▶ [Provided text]:
(begin)

This properly generates build scripts, and compiles and links with no issues. That was easy.

Trying to set compiler options, on the other hand, turned out to be anything but trivial. In my case I was attempting to set the warning level to 4.

The obvious solution

add_compile_options("/W4")

didn't pan out as expected. The command line passed to the compiler now contains both /W4 (as intended) as well as /W3 (picked up from somewhere else), producing the following warning:

cl : Command line warning D9025: overriding '/W3' with '/W4'

To work around this, I would need to replace any incompatible compiler option(s) instead of just adding one. CMake does not provide any immediate support for this, and the standard solution (as this Q&A suggests) seems to be:

if(CMAKE_CXX_FLAGS MATCHES "/W[0-4]")

(end)

▶ [Items]:
(begin)

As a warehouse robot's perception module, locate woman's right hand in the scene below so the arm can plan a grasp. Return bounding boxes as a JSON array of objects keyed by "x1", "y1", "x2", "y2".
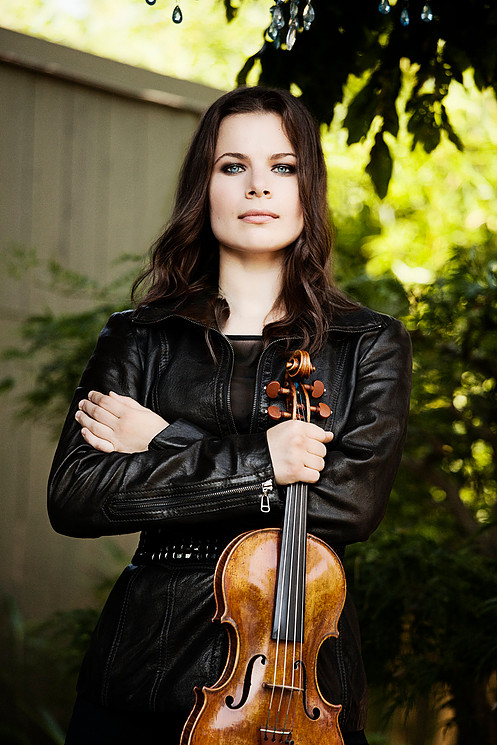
[{"x1": 267, "y1": 419, "x2": 333, "y2": 486}]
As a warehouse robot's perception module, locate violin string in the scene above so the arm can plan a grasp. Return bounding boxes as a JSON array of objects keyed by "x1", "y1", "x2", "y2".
[
  {"x1": 290, "y1": 484, "x2": 307, "y2": 732},
  {"x1": 265, "y1": 485, "x2": 292, "y2": 736},
  {"x1": 282, "y1": 383, "x2": 307, "y2": 732},
  {"x1": 282, "y1": 483, "x2": 300, "y2": 731},
  {"x1": 273, "y1": 484, "x2": 298, "y2": 735}
]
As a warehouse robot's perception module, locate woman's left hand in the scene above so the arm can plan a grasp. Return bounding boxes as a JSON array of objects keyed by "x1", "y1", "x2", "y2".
[{"x1": 75, "y1": 391, "x2": 168, "y2": 453}]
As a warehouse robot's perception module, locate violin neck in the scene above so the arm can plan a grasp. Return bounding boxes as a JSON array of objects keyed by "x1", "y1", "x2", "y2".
[{"x1": 271, "y1": 483, "x2": 307, "y2": 642}]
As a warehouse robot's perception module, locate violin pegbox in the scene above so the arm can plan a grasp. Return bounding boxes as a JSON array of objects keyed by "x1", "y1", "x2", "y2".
[{"x1": 266, "y1": 349, "x2": 331, "y2": 422}]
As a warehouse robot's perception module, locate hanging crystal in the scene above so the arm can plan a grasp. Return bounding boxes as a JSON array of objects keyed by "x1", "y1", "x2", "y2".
[
  {"x1": 302, "y1": 2, "x2": 316, "y2": 31},
  {"x1": 172, "y1": 5, "x2": 183, "y2": 23},
  {"x1": 267, "y1": 23, "x2": 280, "y2": 41},
  {"x1": 286, "y1": 18, "x2": 299, "y2": 51},
  {"x1": 421, "y1": 3, "x2": 433, "y2": 23},
  {"x1": 271, "y1": 5, "x2": 285, "y2": 29}
]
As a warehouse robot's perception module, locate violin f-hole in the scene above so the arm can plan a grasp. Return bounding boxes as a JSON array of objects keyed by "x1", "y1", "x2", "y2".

(end)

▶ [Request]: Write the next part of the text on setting compiler warning levels in CMake, starting right after its final line. The entries have no connection to the text about CMake compiler options.

▶ [Right answer]:
    string(REGEX REPLACE "/W[0-4]" "/W4" CMAKE_CXX_FLAGS "${CMAKE_CXX_FLAGS}")
else()
    set(CMAKE_CXX_FLAGS "${CMAKE_CXX_FLAGS} /W4")
endif()

This, however, has two issues:

  • It sets the global CMAKE_CXX_FLAGS, applying to all C++ targets. This may not be intended (not an issue for me right now).
  • It doesn't scale. For every compiler option to add, you would have to read up on incompatible options, and manually strip those first. This will inevitably fail1.

My question is two-fold:

  1. Where does the CMake integration pick up default settings from, and can this be controlled?
  2. How do you set compiler options in general? (If this is too broad a topic, I'd be happy for help on setting the warning level only.)


1 Incidentally, the solution I replicated fails to account for the /Wall option, that is incompatible with /W4 as well.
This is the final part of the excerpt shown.